◆ Çalışma talimatı: "Please identify the chimney" ifadesini içeren satırdan başlayıp "<point>208,293</point>" ifadesini içeren satıra kadar giden satırları, iki uç satır da dahil, "chimney stack" yerine "brick chimney" koyarak güncelle ve başka hiçbir şeyi değiştirme. Yalnızca bu satırları yeniden yaz.

◆ Görev girdisi:
>>>
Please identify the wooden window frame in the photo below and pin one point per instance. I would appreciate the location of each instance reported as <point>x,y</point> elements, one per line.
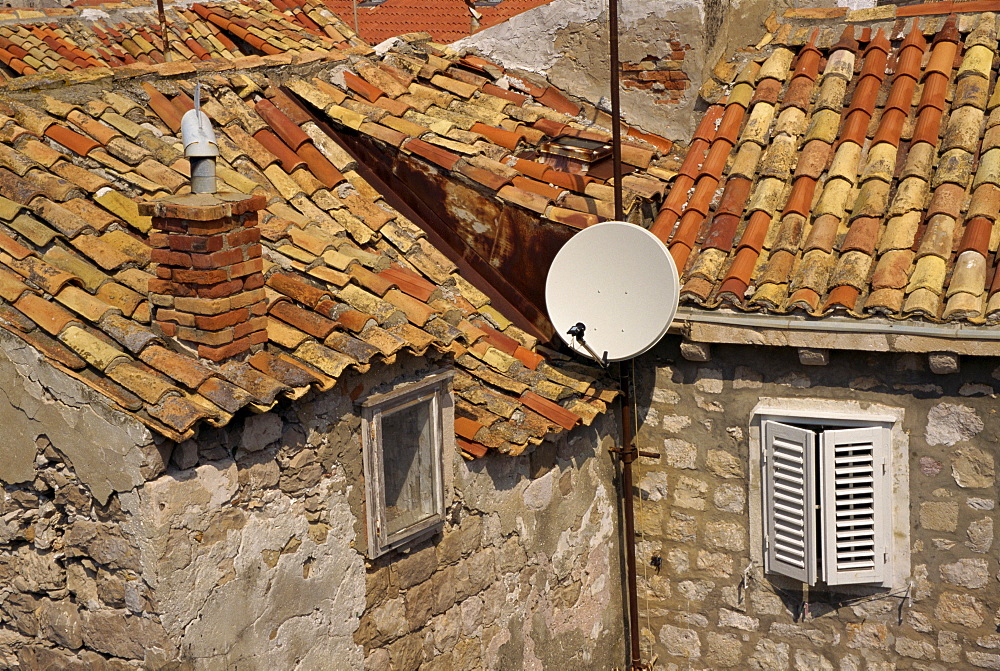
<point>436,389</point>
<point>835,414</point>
<<<
>>>
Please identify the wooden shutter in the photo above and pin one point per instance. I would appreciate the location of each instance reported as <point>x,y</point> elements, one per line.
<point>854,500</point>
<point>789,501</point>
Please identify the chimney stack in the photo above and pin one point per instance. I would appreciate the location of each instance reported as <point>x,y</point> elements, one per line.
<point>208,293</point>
<<<
>>>
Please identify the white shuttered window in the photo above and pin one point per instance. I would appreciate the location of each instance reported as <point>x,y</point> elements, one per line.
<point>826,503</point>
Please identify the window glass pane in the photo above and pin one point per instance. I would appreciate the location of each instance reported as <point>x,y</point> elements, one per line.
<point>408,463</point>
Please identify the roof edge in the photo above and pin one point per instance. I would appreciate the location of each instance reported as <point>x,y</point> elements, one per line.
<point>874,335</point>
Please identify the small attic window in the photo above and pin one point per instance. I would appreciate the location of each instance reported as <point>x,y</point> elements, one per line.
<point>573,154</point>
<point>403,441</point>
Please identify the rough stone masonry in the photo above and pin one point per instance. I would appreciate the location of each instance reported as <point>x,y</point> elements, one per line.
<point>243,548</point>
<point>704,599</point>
<<<
◆ Alıştırma sonucu:
Please identify the brick chimney in the photo above and pin one point per instance. I would appreciate the location of each instance reported as <point>x,y</point> elements, one per line.
<point>208,293</point>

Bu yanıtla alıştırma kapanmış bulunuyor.